*WORK TO COMPLETE*
Repeat every line below word for word.

(Stored data)

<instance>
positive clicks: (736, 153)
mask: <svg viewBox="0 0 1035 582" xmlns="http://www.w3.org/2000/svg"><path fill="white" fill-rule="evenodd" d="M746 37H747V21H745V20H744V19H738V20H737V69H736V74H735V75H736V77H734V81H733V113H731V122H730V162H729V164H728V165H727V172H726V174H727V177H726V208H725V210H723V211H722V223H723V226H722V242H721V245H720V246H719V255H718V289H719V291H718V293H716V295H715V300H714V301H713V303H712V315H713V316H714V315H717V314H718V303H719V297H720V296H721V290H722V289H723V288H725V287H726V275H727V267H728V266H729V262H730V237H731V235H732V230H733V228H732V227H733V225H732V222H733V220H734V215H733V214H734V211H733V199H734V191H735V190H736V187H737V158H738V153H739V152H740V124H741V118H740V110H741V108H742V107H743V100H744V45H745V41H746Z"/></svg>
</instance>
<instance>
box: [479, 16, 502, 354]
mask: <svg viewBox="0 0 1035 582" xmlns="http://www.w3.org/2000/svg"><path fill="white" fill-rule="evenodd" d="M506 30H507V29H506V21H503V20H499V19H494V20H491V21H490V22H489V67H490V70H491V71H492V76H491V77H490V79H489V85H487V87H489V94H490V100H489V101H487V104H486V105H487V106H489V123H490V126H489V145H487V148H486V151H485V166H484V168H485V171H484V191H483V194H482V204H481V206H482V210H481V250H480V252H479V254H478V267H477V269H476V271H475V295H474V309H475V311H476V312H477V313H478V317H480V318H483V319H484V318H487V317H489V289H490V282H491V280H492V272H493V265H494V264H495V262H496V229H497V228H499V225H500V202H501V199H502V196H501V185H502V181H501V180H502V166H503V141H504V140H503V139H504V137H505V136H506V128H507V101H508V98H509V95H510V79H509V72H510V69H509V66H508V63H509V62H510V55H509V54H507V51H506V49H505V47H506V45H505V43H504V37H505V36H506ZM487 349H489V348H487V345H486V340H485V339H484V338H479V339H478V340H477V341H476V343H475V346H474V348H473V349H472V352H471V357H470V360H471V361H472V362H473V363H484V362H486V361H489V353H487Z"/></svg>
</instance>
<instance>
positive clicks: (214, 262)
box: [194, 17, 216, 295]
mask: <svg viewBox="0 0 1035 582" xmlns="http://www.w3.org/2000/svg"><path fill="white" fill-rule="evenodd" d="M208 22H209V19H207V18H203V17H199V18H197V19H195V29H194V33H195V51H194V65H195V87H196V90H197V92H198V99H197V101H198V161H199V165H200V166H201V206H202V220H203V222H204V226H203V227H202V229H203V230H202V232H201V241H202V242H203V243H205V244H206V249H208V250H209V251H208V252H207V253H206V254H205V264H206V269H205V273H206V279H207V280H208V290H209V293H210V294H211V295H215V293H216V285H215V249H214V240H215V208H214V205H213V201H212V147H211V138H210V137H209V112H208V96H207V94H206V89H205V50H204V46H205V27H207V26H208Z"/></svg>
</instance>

*ANSWER TO THE EXERCISE*
<instance>
positive clicks: (736, 153)
mask: <svg viewBox="0 0 1035 582" xmlns="http://www.w3.org/2000/svg"><path fill="white" fill-rule="evenodd" d="M746 37H747V21H745V20H744V19H738V20H737V69H736V74H735V75H736V77H734V81H733V113H731V122H730V162H729V164H728V165H727V172H726V174H727V177H726V208H725V210H723V211H722V223H723V226H722V242H721V245H720V246H719V255H718V289H719V291H718V293H716V295H715V300H714V301H713V303H712V315H713V316H714V315H717V314H718V303H719V297H720V296H721V290H722V289H723V288H725V287H726V275H727V267H728V266H729V262H730V237H731V235H732V230H733V228H732V227H733V225H732V222H733V220H734V215H733V214H734V211H733V199H734V191H735V190H736V187H737V158H738V153H739V152H740V124H741V118H740V110H741V108H742V107H743V100H744V45H745V41H746Z"/></svg>
</instance>
<instance>
box: [479, 16, 502, 354]
mask: <svg viewBox="0 0 1035 582" xmlns="http://www.w3.org/2000/svg"><path fill="white" fill-rule="evenodd" d="M506 30H507V29H506V21H503V20H499V19H494V20H491V21H490V22H489V67H490V70H491V71H492V76H491V77H490V79H489V85H487V87H489V94H490V100H489V101H487V104H486V105H487V106H489V123H490V126H489V145H487V148H486V151H485V166H484V168H485V171H484V191H483V194H482V204H481V206H482V210H481V250H480V252H479V254H478V267H477V269H476V271H475V295H474V309H475V311H476V312H477V313H478V317H480V318H483V319H484V318H487V317H489V289H490V282H491V280H492V272H493V265H494V264H495V262H496V229H497V228H499V225H500V202H501V199H502V196H501V185H502V181H501V180H502V166H503V141H504V140H503V139H504V137H505V136H506V128H507V101H508V98H509V95H510V79H509V72H510V69H509V66H508V63H509V62H510V55H509V54H507V51H506V49H505V47H506V45H505V43H504V37H505V36H506ZM487 349H489V348H487V345H486V340H485V339H484V338H479V339H478V340H477V341H476V343H475V346H474V348H473V349H472V352H471V357H470V360H471V361H472V362H473V363H484V362H486V361H489V353H487Z"/></svg>
</instance>
<instance>
positive clicks: (214, 262)
box: [194, 17, 216, 295]
mask: <svg viewBox="0 0 1035 582" xmlns="http://www.w3.org/2000/svg"><path fill="white" fill-rule="evenodd" d="M208 22H209V19H207V18H203V17H199V18H197V19H195V29H194V33H195V51H194V65H195V87H196V90H197V92H198V99H197V101H198V161H199V165H200V166H201V206H202V220H203V222H204V226H203V227H202V229H203V230H202V232H201V241H202V242H203V243H205V244H206V249H208V250H209V251H208V252H207V253H206V254H205V264H206V269H205V273H206V279H207V280H208V290H209V293H210V294H211V295H215V293H216V285H215V249H214V240H215V208H214V205H213V201H212V147H211V138H210V137H209V112H208V96H207V94H206V89H205V50H204V46H205V27H207V26H208Z"/></svg>
</instance>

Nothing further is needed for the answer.